GOAL A: Please list every line of the entries that contains the string "upright".
====
Did you know?
1. James Naismith a teacher at YMCA in Springfield, Massachusetts, is credited with inventing basketball in 1891. The first “hoops” were actually just peach baskets and the first backboards were made of wire. The game became and official Olympic event at the summer games in Berlin, Germany in 1936.
2. The statue of Liberty National Monument officially celebrated her 100th birthday on October, 1986. The people of France gave the statue to the people of the United States over 100 years ago in recognition of the friendship established during the American Revolution. Over the years, the Statue of Liberty has grown to include freedom and democracy as well as this international friendship.
3. Radio waves travel so much faster that a broadcast voice can be heard sooner 18,000 km away than the back of the room in which it originated.
4. The emotional finale of the TV hit comedy Friends was watched by 51.1 million people in the US. NBC had predicted an audience of around 50 million for the last episode of their popular sit-com which was broadcast on May 5, 2004.
====
GOAL B: According to the trivia list, what were the first basketball backboards made of?

INPUT ROWS:
====
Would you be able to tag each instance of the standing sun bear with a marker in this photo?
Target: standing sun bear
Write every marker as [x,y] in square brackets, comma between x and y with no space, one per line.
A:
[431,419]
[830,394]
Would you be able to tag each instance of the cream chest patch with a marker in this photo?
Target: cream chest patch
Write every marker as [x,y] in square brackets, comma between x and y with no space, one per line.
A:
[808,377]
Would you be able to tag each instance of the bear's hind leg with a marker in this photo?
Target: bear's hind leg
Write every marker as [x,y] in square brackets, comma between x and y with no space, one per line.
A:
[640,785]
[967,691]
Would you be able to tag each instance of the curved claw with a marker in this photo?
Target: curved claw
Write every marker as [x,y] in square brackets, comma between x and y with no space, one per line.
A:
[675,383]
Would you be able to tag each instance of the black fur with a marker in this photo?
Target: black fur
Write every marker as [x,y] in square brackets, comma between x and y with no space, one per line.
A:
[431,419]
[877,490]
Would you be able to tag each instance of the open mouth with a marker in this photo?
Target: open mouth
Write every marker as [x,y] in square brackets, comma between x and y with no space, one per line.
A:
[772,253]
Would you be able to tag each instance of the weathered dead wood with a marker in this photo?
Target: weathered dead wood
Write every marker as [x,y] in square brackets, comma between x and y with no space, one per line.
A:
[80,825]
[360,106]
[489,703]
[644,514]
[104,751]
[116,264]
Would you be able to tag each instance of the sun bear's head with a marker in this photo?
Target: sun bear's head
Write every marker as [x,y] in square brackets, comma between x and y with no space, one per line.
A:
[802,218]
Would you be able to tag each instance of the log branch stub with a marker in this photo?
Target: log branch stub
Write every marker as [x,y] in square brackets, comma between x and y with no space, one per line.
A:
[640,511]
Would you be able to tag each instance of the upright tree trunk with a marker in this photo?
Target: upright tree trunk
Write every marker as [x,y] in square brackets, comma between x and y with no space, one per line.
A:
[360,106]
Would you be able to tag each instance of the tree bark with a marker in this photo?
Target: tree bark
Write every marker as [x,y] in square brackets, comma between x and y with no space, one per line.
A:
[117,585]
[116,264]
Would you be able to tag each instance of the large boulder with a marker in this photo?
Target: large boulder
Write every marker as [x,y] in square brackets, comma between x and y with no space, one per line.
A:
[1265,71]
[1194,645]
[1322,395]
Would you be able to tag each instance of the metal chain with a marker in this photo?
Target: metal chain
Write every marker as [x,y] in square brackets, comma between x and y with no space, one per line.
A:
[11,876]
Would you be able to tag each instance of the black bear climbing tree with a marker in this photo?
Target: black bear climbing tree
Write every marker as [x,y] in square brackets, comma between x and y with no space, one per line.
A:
====
WRITTEN REPLY A:
Would you be able to tag each instance of the upright tree trunk with a marker in this photo?
Target: upright tree trunk

WRITTEN REPLY B: Wire.